### WHAT THIS TASK INVOLVES
Quote, without any change, the line that contains "Where can you see the lamp" and all lines that follow it to the end of the data below.

### GIVEN INFORMATION
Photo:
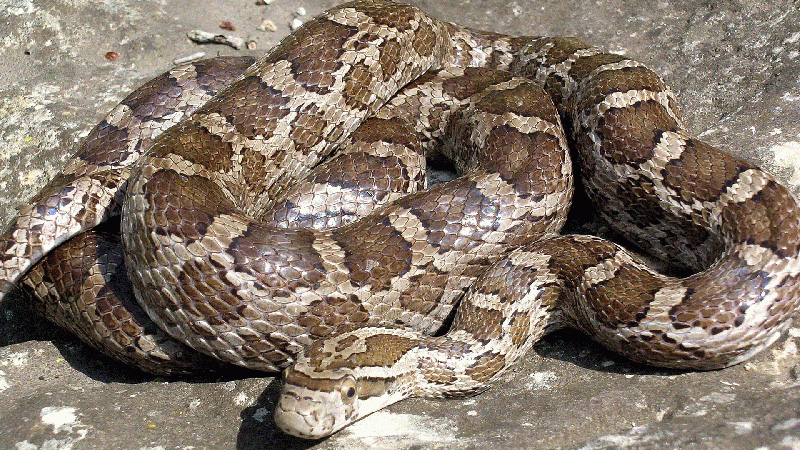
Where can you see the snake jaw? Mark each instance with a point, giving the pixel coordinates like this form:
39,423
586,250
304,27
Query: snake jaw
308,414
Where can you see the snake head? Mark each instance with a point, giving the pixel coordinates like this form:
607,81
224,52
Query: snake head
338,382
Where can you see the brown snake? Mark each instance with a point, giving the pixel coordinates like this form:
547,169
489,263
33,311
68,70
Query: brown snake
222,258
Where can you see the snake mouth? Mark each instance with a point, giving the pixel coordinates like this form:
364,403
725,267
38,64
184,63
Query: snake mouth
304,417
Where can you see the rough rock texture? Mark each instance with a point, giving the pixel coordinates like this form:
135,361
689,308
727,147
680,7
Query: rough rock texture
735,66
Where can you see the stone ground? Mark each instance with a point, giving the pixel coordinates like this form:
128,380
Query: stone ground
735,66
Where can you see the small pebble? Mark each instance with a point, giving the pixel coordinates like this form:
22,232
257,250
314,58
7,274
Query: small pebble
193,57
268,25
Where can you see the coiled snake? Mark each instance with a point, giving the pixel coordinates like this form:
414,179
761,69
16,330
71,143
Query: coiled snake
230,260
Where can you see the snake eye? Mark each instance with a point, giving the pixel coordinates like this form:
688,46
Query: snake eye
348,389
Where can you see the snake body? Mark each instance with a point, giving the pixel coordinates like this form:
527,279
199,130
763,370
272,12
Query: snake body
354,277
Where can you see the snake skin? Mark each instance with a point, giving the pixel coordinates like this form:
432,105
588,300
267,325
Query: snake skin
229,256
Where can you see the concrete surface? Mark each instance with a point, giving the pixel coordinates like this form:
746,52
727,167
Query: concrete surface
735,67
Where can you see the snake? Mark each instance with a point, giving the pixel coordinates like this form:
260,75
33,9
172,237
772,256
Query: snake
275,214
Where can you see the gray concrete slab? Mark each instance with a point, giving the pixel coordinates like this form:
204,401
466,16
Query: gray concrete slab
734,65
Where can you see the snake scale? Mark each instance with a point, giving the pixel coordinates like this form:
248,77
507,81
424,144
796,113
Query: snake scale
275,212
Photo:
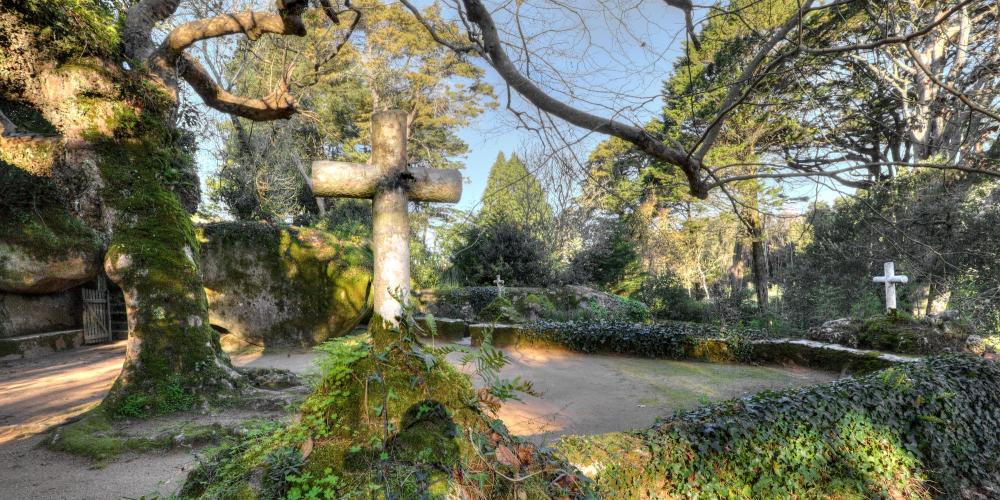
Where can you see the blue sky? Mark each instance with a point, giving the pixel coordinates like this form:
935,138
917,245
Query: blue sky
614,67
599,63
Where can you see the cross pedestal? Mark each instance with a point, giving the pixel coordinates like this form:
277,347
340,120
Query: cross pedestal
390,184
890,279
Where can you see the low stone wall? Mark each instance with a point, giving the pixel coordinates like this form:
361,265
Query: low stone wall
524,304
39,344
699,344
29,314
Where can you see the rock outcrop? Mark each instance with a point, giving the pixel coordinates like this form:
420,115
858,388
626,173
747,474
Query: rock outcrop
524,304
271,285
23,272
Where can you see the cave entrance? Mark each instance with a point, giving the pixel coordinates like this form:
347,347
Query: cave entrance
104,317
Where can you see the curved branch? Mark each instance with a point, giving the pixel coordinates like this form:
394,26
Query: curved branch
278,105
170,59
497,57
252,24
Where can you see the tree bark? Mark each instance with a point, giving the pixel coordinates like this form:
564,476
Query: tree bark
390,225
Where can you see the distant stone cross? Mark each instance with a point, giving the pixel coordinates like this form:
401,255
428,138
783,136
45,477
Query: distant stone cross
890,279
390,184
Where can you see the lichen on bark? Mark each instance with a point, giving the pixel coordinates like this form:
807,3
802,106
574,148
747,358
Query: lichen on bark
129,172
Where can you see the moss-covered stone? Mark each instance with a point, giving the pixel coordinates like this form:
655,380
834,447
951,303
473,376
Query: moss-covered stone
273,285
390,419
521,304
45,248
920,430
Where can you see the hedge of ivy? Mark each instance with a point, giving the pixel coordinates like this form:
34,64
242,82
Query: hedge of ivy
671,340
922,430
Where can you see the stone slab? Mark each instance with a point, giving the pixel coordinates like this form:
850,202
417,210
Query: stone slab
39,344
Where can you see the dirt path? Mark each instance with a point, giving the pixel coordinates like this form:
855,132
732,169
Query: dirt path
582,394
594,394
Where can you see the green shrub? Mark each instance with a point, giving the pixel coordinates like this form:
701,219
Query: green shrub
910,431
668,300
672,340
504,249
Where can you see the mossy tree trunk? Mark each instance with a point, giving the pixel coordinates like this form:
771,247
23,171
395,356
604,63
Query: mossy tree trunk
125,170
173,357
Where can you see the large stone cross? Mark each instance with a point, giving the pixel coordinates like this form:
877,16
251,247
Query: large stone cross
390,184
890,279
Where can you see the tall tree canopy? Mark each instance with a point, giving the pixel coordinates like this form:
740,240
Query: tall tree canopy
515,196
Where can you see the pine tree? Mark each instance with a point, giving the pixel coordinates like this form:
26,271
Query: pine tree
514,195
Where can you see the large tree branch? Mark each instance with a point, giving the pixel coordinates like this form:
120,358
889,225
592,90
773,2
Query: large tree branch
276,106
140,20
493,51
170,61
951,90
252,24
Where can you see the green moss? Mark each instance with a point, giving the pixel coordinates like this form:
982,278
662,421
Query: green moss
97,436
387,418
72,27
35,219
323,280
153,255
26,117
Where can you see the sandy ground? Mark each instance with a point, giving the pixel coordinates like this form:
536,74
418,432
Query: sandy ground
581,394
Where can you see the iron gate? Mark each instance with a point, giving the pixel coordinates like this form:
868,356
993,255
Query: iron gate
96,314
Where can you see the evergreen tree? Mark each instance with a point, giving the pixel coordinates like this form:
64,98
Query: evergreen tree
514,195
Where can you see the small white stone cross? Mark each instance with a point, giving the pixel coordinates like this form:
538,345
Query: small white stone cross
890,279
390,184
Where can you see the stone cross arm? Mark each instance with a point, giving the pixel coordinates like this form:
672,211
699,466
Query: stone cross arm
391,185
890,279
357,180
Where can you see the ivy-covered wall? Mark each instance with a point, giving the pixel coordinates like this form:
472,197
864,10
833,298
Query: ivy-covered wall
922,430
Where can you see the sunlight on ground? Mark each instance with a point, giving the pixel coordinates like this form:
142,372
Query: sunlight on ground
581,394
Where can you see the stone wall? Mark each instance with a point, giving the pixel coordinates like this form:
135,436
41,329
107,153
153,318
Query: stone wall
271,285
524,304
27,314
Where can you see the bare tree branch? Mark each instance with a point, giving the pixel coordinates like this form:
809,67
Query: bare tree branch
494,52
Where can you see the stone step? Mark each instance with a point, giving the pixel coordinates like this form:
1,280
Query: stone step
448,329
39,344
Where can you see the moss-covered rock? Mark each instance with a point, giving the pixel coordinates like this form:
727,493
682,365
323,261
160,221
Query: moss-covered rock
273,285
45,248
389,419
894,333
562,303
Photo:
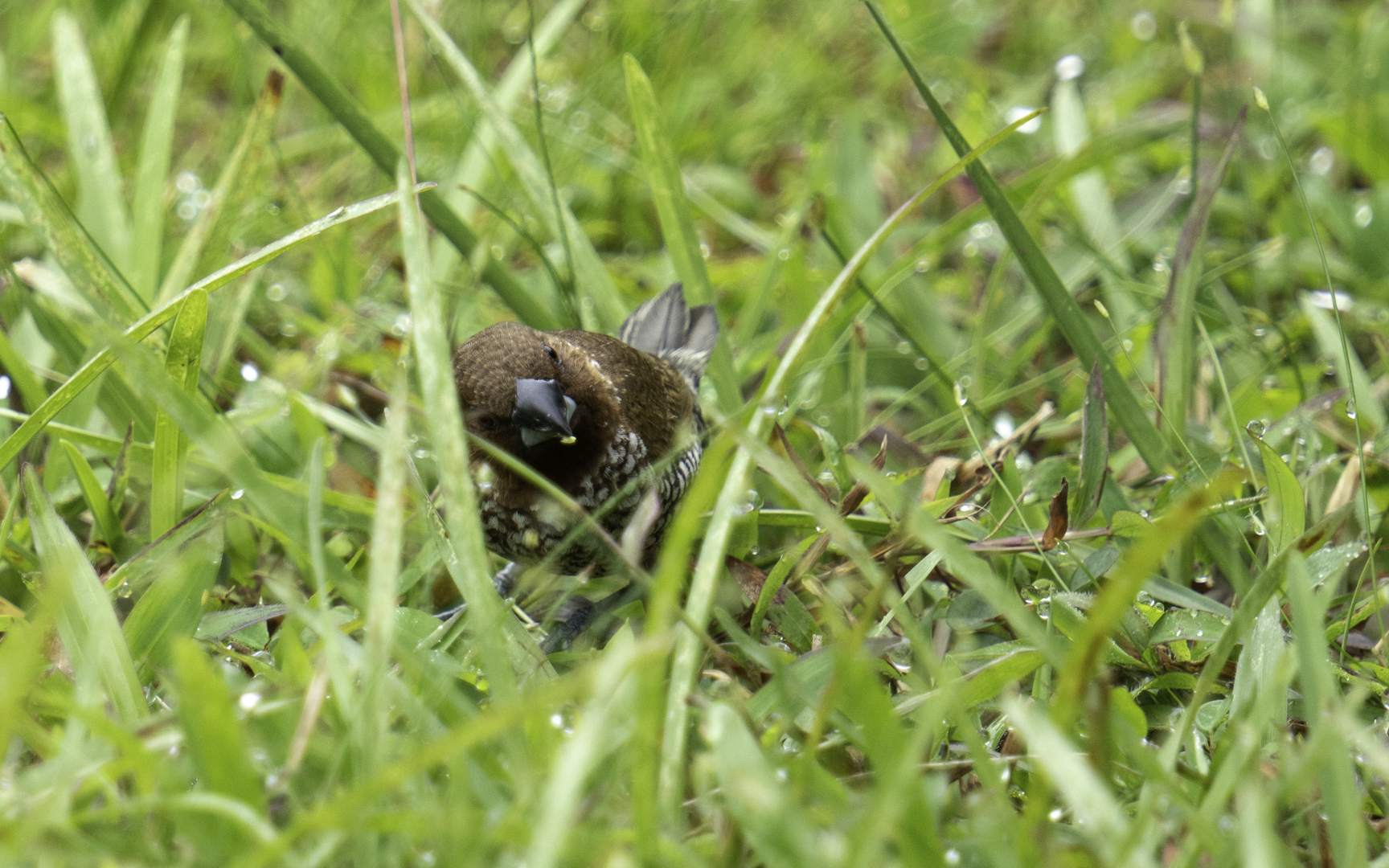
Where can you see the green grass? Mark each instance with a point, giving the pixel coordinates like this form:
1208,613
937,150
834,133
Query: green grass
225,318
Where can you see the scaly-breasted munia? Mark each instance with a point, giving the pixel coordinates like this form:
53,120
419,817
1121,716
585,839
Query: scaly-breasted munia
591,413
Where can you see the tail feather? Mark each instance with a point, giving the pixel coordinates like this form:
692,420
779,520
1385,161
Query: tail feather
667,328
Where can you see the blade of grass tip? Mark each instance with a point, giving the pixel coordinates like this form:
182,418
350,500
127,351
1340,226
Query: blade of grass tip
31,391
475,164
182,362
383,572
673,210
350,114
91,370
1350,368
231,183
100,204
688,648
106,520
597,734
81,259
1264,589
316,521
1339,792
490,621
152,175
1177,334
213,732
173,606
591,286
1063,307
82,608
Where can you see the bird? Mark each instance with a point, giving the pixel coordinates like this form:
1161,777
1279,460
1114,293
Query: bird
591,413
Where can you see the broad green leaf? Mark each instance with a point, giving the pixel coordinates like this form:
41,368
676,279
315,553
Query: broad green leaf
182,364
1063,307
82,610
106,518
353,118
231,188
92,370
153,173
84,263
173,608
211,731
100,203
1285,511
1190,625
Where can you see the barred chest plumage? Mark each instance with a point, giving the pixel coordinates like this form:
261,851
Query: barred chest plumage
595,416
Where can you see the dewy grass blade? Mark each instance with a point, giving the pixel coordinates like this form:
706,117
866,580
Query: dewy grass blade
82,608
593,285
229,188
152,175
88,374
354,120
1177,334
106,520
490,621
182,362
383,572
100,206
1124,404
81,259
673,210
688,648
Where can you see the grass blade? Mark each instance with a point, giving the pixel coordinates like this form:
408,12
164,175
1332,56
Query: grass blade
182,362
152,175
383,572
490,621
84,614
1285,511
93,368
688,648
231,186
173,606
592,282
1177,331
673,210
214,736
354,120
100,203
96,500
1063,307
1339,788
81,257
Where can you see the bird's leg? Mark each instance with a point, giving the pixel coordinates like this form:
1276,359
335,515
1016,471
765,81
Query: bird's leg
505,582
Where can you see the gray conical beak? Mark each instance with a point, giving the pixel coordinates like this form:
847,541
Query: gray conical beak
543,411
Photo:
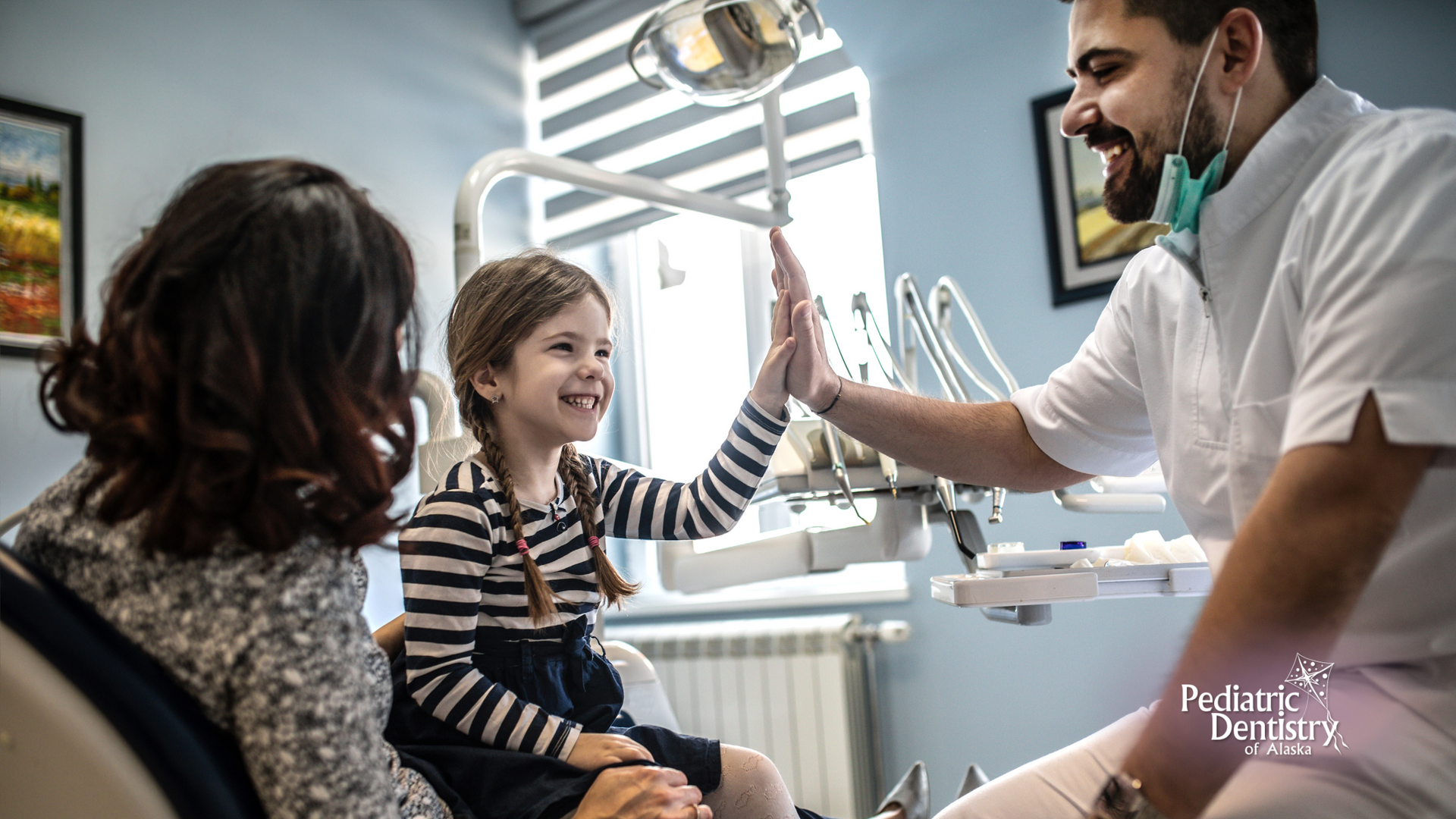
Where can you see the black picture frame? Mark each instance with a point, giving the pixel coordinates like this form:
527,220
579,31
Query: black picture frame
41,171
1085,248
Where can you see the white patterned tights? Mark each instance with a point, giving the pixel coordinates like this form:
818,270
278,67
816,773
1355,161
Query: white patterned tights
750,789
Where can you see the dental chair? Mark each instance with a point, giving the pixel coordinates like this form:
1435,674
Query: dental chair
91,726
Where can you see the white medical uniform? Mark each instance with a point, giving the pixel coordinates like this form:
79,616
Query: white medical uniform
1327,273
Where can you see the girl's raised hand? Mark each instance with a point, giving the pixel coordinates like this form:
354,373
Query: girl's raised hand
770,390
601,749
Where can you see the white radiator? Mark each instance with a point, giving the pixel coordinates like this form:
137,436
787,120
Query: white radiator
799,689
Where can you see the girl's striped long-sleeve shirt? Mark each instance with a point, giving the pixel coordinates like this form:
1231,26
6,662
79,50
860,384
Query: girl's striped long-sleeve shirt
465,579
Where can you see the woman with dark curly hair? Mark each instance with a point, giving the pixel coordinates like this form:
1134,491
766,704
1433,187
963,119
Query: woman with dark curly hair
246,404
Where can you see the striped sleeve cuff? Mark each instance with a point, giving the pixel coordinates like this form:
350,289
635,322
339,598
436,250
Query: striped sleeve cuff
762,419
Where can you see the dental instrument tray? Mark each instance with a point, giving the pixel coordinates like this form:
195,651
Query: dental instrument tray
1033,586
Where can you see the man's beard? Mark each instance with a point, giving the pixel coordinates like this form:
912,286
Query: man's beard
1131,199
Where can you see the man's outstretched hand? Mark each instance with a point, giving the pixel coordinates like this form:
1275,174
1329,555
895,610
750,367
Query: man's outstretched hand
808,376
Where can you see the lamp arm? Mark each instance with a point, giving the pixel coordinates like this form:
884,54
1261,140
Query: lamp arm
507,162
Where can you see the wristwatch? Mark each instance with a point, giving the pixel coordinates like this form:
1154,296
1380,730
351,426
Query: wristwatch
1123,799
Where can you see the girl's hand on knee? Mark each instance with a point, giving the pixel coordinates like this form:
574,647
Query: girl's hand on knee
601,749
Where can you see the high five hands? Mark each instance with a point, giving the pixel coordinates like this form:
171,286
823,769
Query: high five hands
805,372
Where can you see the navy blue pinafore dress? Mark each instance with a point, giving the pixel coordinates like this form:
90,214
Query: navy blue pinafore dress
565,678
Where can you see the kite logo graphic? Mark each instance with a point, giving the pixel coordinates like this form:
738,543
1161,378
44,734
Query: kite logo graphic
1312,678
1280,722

### RESPONSE TO THE TASK
Where can you see the lamp arm? Mark each instance with a point, giving the pixel coordinates like this form:
884,54
1261,140
Query: lamp arm
507,162
Where can you see the wristwatch? Mark each instance with a point, giving the pixel coordinates like this form:
1154,296
1380,730
351,426
Query: wristwatch
1123,799
Where can you see the girl's hand on knee? Mark each instance with a point, giving the pixel coordinates like this form:
574,647
Query: girl's hand on knee
601,749
Where can you see the high five hands? Mark each instance with a point, giving the pixel coordinates like this form:
171,286
823,769
Query: high five hands
805,372
Where can you see the navy blue pinafore dress? Mark each instance with a point, giving the pixel coordinates like this form:
90,214
Query: navy blue pinafore dress
565,678
Where can you see the kite logo graphic? Mark each instance with a point, giving the pixel coordinates like this form:
738,543
1161,378
44,734
Query: kite logo graphic
1312,678
1280,722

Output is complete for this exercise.